**WRITTEN INSTRUCTION 1**
From the expansion survival guide, return the passage starting at "So Cataclysm will" and ending at "not be deterred.".
**WRITTEN INSTRUCTION 2**
According to the expansion survival guide, on what date was Icecrown Citadel released?

**SELECTED EXTRACT**
= = = = = = =
Friday 17 September 2010

The „New Expansion“ Survival Guide

So Cataclysm will be released soonish. We’re all looking forward to it with varying expectations – but to be fair, anyone still reading WoW Blogs this late in the expansion either loves the writing style or is still interested in the game. As you ended up here, I’d like to pretend it is the former, but I’m not that silly.


As the bold survivor of two expansions in WoW and several others in different games I feel uniquely qualified to present a guide to surviving the new expansion. Of course, not actually knowing the date or the design changes they did this time round to solve some of the more common problems isn’t going to help – but I shall not be deterred.

There are a few things to expect that you may or may not have experienced yet, and there are also a few suggestions on what to do (see how I hooked you right there? I should go into used car sales, really).

So… what will happen that affects your playing experience?

1) Queues

Unless you bought a sparkle-pony when they first were released, the last time queues were actually a concern was on Icecrown Citadel release day. 8th of December 2009, with patch 3.3.0. What does it mean? Well… look forward to a lot of people you have not seen in a while logging on. Cities are going to be packed, chat channels will be fuller than usual (any – from trade to guild) and the servers are going to be full of life. The queue times on Icecrown Citadel day were up to one hour on my servers, I’d expect this to be actually longer during primetime for the Cataclysm launch.
= = = = = = =
**EXTRACTED DATA**
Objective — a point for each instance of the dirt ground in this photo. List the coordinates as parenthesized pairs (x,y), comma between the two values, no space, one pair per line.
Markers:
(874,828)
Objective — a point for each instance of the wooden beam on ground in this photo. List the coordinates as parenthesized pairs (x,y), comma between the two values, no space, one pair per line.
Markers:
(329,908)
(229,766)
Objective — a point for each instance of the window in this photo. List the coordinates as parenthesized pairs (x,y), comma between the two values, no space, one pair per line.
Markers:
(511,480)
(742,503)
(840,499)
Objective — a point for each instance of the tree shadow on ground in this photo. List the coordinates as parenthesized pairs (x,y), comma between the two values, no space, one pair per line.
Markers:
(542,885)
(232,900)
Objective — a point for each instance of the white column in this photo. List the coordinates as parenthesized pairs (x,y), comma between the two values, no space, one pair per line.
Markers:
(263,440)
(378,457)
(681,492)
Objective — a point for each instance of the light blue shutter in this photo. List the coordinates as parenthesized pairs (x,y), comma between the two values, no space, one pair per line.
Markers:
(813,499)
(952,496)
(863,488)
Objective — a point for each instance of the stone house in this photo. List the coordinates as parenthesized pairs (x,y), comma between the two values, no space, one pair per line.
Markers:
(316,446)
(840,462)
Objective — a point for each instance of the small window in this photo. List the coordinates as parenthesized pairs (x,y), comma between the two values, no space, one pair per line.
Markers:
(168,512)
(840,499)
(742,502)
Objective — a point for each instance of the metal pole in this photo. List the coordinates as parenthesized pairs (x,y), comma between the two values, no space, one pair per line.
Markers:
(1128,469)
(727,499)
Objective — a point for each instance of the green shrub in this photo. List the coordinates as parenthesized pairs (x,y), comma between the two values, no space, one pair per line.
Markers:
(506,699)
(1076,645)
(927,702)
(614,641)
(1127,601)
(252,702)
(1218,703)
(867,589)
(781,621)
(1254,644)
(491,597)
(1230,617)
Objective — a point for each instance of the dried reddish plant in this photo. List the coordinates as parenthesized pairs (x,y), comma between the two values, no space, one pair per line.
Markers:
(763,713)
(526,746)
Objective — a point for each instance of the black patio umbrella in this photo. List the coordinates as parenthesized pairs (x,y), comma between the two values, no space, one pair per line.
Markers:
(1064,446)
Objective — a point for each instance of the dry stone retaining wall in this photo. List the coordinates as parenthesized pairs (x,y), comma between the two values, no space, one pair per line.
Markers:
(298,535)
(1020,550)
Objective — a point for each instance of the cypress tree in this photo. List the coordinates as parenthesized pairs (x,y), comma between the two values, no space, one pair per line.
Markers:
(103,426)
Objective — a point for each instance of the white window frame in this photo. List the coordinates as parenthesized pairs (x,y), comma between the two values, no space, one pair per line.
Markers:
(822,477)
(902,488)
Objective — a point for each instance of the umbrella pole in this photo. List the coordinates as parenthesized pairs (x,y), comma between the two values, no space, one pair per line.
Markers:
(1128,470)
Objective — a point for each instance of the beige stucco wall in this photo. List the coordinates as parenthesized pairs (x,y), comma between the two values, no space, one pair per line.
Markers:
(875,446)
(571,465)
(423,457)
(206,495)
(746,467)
= = = = = = =
**COMPLETE OUTPUT 1**
So Cataclysm will be released soonish. We’re all looking forward to it with varying expectations – but to be fair, anyone still reading WoW Blogs this late in the expansion either loves the writing style or is still interested in the game. As you ended up here, I’d like to pretend it is the former, but I’m not that silly.


As the bold survivor of two expansions in WoW and several others in different games I feel uniquely qualified to present a guide to surviving the new expansion. Of course, not actually knowing the date or the design changes they did this time round to solve some of the more common problems isn’t going to help – but I shall not be deterred.

**COMPLETE OUTPUT 2**
The 8th of December 2009, with patch 3.3.0.